> **DOCUMENT EXCERPT**
* Begin *
Incumbents have huge benefits
because ultimately great deals beget great deals.
When you back a great founder,
that founder is typically in a network
that leads to other great founders.
And when you have a reputation
of being the first money in to great projects,
there's a stamp of approval.
People want Sequoia's money. People want Benchmark's money. And so we look at that and we say, okay,
we're early enough to this industry where we can build something that looks like a benchmark
or a USV specific for crypto over the decades to come. Let's focus on doing that. And to
focus on doing that, it's about game selection then. So this goes back to the first point
we made, which is because of how volatile it is, we want to be at the pre-season. We
think it's really hard to act with precision in this industry right
now. I think it's really hard to invest in something in an $800 million
valuation and underwrite a 3X case. If you invest something at $800, it
could be trading at $200 in two years and it could be trading at $10 billion in two
years. It's quite hard. And so we say, okay, let's just play a game right
now where we have a size of fund
that makes it such that with the ownership we're getting, if a handful of our companies
are multi-billion dollar outcomes, our math works and we're thrilled. And that doesn't
preclude our companies from being $10 billion outcomes. You know, like we're backing things
that we think can be decacorns, of course, but we don't need that to happen for us to be successful
and for us to survive. And so it just, it makes us a bit long-term, long-term greedy. Some LPs will say the days of the 10, 20, 30X fund are over.
* End *
> **INSTRUCTION**
Reproduce the crypto venture investing passage word for word, starting with "Incumbents have huge" and going on through "other great founders.". The listing isn't needed here.

> **STORED RECORDS**
* Begin *
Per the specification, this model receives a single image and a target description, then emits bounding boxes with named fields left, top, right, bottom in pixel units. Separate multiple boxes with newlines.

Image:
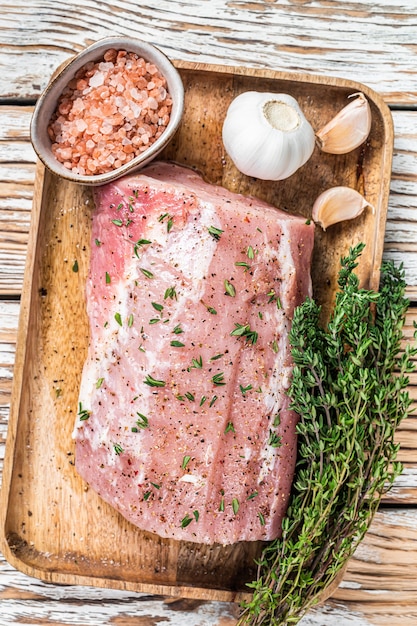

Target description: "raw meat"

left=74, top=162, right=314, bottom=544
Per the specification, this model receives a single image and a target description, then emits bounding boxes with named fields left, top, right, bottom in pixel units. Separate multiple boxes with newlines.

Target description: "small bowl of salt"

left=30, top=37, right=184, bottom=185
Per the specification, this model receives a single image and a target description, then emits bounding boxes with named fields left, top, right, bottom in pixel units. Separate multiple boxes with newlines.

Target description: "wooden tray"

left=0, top=62, right=393, bottom=601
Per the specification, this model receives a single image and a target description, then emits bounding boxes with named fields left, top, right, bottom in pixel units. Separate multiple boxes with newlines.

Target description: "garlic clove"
* End *
> **COMPLETED EXERCISE**
Incumbents have huge benefits
because ultimately great deals beget great deals.
When you back a great founder,
that founder is typically in a network
that leads to other great founders.